The exercise
Print the listing that follows, character for character.

Stored data
>>
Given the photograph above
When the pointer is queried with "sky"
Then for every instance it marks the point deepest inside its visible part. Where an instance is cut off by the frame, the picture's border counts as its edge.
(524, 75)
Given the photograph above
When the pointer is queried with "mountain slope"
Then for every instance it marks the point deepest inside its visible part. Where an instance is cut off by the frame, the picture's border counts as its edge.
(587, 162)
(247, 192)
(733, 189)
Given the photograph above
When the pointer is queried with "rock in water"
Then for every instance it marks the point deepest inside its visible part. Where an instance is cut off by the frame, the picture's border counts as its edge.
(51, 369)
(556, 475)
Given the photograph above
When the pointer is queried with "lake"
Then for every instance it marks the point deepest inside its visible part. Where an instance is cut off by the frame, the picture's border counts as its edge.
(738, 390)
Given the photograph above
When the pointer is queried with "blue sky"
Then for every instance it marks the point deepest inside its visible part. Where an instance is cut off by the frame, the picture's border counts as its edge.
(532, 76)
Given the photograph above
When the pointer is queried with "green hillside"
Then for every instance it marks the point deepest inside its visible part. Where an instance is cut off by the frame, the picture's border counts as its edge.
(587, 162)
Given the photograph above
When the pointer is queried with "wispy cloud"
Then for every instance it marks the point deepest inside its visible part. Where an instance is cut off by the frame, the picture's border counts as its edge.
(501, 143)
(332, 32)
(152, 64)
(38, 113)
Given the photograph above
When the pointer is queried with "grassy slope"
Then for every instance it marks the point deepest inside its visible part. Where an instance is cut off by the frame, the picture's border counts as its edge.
<<
Response for this exercise
Given the photograph above
When the pointer is queried with "sky"
Then for every instance it marks the point deepest inside its visible part. Where an instance is cut off by the frame, the picture's border counts as its edge.
(524, 75)
Given the photograph above
When the pointer is queried with "mountain slope"
Then for every instance it marks the point deepest inside its visible part. Where an instance is cut off by the frame, the picture's border counts as its edge.
(587, 162)
(247, 192)
(733, 189)
Given the photograph above
When the pointer is queried with "rock in water"
Then for every instance it marks the point deepest inside its visible part. Where an instance is cut off by the frame, the picture's border counts as its edge.
(51, 369)
(556, 475)
Given the photograph above
When the pointer is queried with "lake"
Then for every instance it marks the point deepest inside its visible part. Where an instance is cut off by the frame, the picture's border counts as its edge.
(738, 390)
Given the photograph above
When the pointer is queried with "blue sky"
Then for every instance it marks the point deepest inside its visible part. Where an instance is cut off by the frame, the picture's border counts as its edge.
(532, 76)
Given the photograph above
When the pointer is queried with "green hillside"
Then for every instance it marks the point deepest inside its visible part. Where an instance is cut off by the frame, the picture's border counts as its edge.
(587, 162)
Given the photograph above
When the pointer is queried with "wispy cloud"
Then for every instance it marks the point deepest inside its visible part. Where an instance is cut off by the frame, the picture's border counts as its edge.
(501, 143)
(332, 32)
(152, 64)
(38, 113)
Given the photograph above
When the pointer is queried with "grassy slope"
Then for every instance it marks the point deepest inside its visible part. Where an instance is cut off by the frame, the picture's border counts as its edge.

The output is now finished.